━━ Dataset records

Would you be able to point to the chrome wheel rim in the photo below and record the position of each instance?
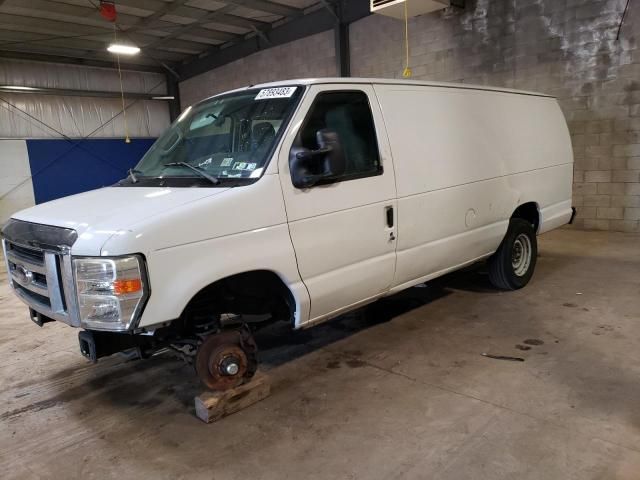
(521, 255)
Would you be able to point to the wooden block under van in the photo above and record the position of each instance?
(212, 406)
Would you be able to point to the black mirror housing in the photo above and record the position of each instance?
(310, 167)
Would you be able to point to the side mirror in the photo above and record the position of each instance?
(309, 167)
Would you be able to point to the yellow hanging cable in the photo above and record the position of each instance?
(124, 108)
(407, 71)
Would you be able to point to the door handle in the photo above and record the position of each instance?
(389, 214)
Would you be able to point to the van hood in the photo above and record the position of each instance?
(99, 214)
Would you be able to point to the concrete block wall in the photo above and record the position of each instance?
(312, 56)
(566, 48)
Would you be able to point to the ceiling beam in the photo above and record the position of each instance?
(89, 16)
(87, 62)
(318, 21)
(10, 38)
(84, 93)
(195, 12)
(40, 25)
(267, 7)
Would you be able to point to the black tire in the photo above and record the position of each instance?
(512, 266)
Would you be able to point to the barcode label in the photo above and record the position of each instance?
(280, 92)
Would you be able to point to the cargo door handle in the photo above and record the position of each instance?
(389, 214)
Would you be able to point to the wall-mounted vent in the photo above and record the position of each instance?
(395, 8)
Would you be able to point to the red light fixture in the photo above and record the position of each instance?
(108, 10)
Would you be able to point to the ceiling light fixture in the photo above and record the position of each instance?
(123, 49)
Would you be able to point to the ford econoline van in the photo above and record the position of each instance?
(295, 201)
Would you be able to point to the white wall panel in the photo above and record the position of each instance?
(76, 77)
(78, 116)
(16, 189)
(312, 56)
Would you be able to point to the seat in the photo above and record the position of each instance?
(339, 119)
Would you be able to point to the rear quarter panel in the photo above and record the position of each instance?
(465, 159)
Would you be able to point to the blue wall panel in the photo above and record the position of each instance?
(64, 167)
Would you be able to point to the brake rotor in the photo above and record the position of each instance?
(226, 360)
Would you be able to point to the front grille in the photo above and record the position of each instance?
(40, 299)
(40, 273)
(29, 254)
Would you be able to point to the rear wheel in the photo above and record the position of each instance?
(512, 266)
(226, 360)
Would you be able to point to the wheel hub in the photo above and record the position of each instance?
(521, 255)
(225, 360)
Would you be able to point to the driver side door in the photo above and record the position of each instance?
(344, 227)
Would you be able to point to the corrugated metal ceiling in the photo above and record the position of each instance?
(169, 32)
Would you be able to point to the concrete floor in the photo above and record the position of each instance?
(398, 390)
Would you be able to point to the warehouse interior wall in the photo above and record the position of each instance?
(566, 48)
(52, 146)
(313, 56)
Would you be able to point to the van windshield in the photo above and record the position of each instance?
(227, 139)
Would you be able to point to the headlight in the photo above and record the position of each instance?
(111, 291)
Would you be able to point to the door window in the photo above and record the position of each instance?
(348, 114)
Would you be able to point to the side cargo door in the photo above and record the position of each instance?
(343, 227)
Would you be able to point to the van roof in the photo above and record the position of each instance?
(390, 81)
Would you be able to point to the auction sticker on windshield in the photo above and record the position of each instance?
(280, 92)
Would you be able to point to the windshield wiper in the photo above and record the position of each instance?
(131, 173)
(199, 171)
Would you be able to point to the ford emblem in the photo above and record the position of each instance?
(22, 275)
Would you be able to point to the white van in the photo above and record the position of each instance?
(295, 201)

━━━━

What this task involves: Copy out all of the records above word for word, leaving out the pictures.

Completed task:
Would you be able to point to the chrome wheel rim in the photo below and record the position of each instance?
(521, 255)
Would you be able to point to the wooden block under van in the photo above and record the position of each instance?
(212, 406)
Would you be able to point to the black mirror housing in the photo above and record the position of each instance?
(310, 167)
Would you be able to point to the side mirror in the photo above and record the position of each instance?
(309, 167)
Would you be able to point to the yellow hanging cable in the photo above and record the position of each instance?
(124, 108)
(407, 71)
Would you be able to point to the door handle in the photo above and record the position of each instance?
(389, 214)
Would you be able to point to the van hood in the photo above and record the position of each instance?
(99, 214)
Would you be able to point to the concrete block wall in the photo above and record the position of each instance?
(312, 56)
(566, 48)
Would you be able to point to the ceiling beam in the photo above and record the position of each instance?
(89, 16)
(87, 62)
(318, 21)
(10, 38)
(84, 93)
(195, 12)
(40, 25)
(267, 7)
Would you be able to point to the black tire in the photo above and record the position of each instance?
(512, 266)
Would you be able to point to the barcode label in the photo above and record the position of each instance?
(280, 92)
Would you be able to point to the cargo door handle in the photo above and record the position of each instance?
(389, 214)
Would you be able to point to the wall-mounted vent in the photo above and record the position of each instance?
(395, 8)
Would you be able to point to the red light fixture in the photo above and record the position of each instance?
(108, 10)
Would you be able to point to the ceiling light fixture in the photo above and record the position of each instance?
(123, 49)
Would you be able to point to the ford econoline van in the photo above and record the position of each instance?
(295, 201)
Would you be able to point to the white wall panel in the photo above and record the position of each instance?
(76, 77)
(78, 116)
(16, 189)
(312, 56)
Would you be able to point to the seat in the photo above and record the position of each instance?
(339, 119)
Would you be able to point to the rear quarter panel in the photo above and record the position of each instance?
(465, 159)
Would you be able to point to the blue wall panel in the photo above and record the position of each instance?
(64, 167)
Would you be able to point to the brake rotor in the photo above and record the position of each instance?
(226, 360)
Would you be able to point to the front grille in the photo above and record the position of each instance?
(40, 299)
(40, 273)
(29, 254)
Would you be able to point to the rear wheel in the photo above and record the position of each instance?
(512, 266)
(226, 360)
Would you be able to point to the wheel hub in the photo above and record the position of each instance?
(521, 255)
(225, 360)
Would you be able to point to the driver side door in the photo above and record the position of each instance?
(344, 227)
Would you be able to point to the corrugated metal ceiling in the photo above and record the position of each instance?
(169, 32)
Would you be able to point to the concrete floor in the photo above and record the position of each instance?
(398, 390)
Would you be able to point to the warehouse interior wall in the photo above and record the position of each instance?
(566, 48)
(52, 146)
(313, 56)
Would you be able to point to the van windshield in the photo above and record the position of each instance?
(227, 139)
Would you be able to point to the headlight in the photo above and record the position of each instance?
(111, 291)
Would you be able to point to the door window in the photo above and record the position of each instance?
(348, 114)
Would you be able to point to the side cargo door in the photo above and record the position of each instance?
(343, 227)
Would you be able to point to the van roof in the photo above and record the position of each instance?
(390, 81)
Would you be able to point to the auction sticker on windshield in the photo above and record the position of each instance?
(280, 92)
Would you be able to point to the windshield wiper in the photo above and record the position of each instance?
(131, 173)
(199, 171)
Would you be able to point to the ford emblem in the photo above and record the position of each instance?
(22, 275)
Would you be able to point to the white van in the photo above and record the position of each instance?
(295, 201)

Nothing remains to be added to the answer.